[opendtv] Re: 20040722 Thundering Thursday Thanks (Mark's Monday Memo)

  • From: "John Willkie" <johnwillkie@xxxxxxxxxx>
  • To: <opendtv@xxxxxxxxxxxxx>
  • Date: Thu, 22 Jul 2004 16:51:00 +0100

"Replicate NTSC?" Not at Richard Bogner's house: it sounds like it greatly
exceeded NTSC.  (I first heard him telling of his Roslyn reception problems
more than 20 years ago: glad to hear that it's finally solved without him
blowing up the intervening hill.

While Bogner transmit antennae have a 'fair share' of tx antennae
installations, they cluster in LPTV and stations with extremely constrained
budgets, and more than a few customers had more than a few surprises -- like
the Honolulu station in the mid 1980's.  Although my LPTV station had an
extremely constrained budget, after many years of pondering the question, I
opted for Andrew's anti-Bogner antennae.  Twelve years later, in a salt sea
environment, the thing's still there, and probably not much difference in
SWR.  Gotta thank him for stimulating Andrew to make an LPTV tx antenna with
high quality and moderate cost.

Was this reception better or worse than you expected, Bob?  Was it a good
day, or a bad one?

• [Records shown]:

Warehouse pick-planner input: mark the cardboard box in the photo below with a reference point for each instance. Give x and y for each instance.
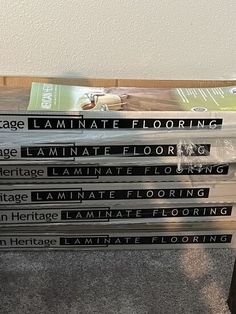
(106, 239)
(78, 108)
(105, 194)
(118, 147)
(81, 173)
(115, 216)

• [Brief A]:
Tell whether each statement agrees with the mailing-list post about TV antennas. For each, answer yes or no and quote the words from the post that settle it.
(i) The writer first heard Richard Bogner talk about his Roslyn reception problems more than 20 years ago.
(ii) For the LPTV station, the writer picked a Bogner transmit antenna.
(iii) The writer's antenna has stood for years in a dry inland spot.
• [Brief B]:
Write a continuation of the mailing-list post about TV antennas, starting right after its last line.

• [Expected output A]:
(i) Yes: "I first heard him telling of his Roslyn reception problems more than 20 years ago"
(ii) No: "I opted for Andrew's anti-Bogner antennae."
(iii) No: "in a salt sea environment"

• [Expected output B]:
John Willkie

-----Original Message-----
From: opendtv-bounce@xxxxxxxxxxxxx
[mailto:opendtv-bounce@xxxxxxxxxxxxx]On Behalf Of Bob Miller
Sent: Friday, July 23, 2004 12:34 AM
To: opendtv@xxxxxxxxxxxxx
Subject: [opendtv] Re: 20040722 Thundering Thursday Thanks (Mark's
Monday Memo)


John Willkie wrote:

>Wow!
>
>
>The ATSC system reached for the high fruit on the trees, and now, in a site
>that many people thought would never have reliable ATSC reception, even
>there, that fruit is within grasp.  The only issue now is longitudinally.
>
>Now, we need to find a tougher "acid test" of receivability.  Where's that
>shmo from Portland that said he couldn't get the Portland stations?
>
>John Willkie
>
>P.S.  Still can't wait for Bob Miller to try COFDM reception there.  Now
>that we have a working baseline to compare it with.
>
>-----Original Message-----
>From: opendtv-bounce@xxxxxxxxxxxxx
>[mailto:opendtv-bounce@xxxxxxxxxxxxx]On Behalf Of Mark Schubin
>Sent: Thursday, July 22, 2004 5:31 PM
>To: Multiple Addresses Suppressed
>Subject: [opendtv] 20040722 Thundering Thursday Thanks (Mark's Monday
>Memo)
>
>
>SPECIAL!  DTT in the U.S. Works!
>
>Count me among the believers in the 5th-generation LG/Zenith ATSC receiver!
>
>We just did a test, this morning, in my apartment, and I thought the
>news was too important not to release immediately.  Present were two
>senior research engineers from LG Electronics in Korea, Bob Miller and
>an associate from Viacel, and Richard Bogner and an associate.  Miller
>had arranged for the test in my apartment.  The receiver was the LG
>LST-3100A.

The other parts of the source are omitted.